== Segment start ==

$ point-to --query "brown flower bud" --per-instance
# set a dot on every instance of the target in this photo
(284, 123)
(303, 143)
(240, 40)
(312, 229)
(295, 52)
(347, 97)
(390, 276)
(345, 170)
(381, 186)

== Segment end ==
== Segment start ==

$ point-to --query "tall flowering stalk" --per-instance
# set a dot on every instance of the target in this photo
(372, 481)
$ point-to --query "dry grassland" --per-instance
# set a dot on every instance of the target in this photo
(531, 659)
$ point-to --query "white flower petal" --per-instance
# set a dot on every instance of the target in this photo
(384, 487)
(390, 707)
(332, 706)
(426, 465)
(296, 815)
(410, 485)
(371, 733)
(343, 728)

== Segment end ==
== Segment start ==

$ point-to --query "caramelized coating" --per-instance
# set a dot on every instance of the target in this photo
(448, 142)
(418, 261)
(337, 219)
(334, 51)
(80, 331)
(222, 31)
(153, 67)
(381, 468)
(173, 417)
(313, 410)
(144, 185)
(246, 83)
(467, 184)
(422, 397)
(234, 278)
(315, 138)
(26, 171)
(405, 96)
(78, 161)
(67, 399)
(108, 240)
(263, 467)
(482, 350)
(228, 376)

== Segment end ==

Go through the records above and, whenever a line includes the word "query", copy it.

§ **REPLY TO THE TASK**:
$ point-to --query "brown flower bud" --per-instance
$ point-to --query "tall flowering stalk" --per-instance
$ point-to --query "dry grassland" --per-instance
$ point-to --query "white flower petal" --per-instance
$ point-to --query "caramelized coating" --per-instance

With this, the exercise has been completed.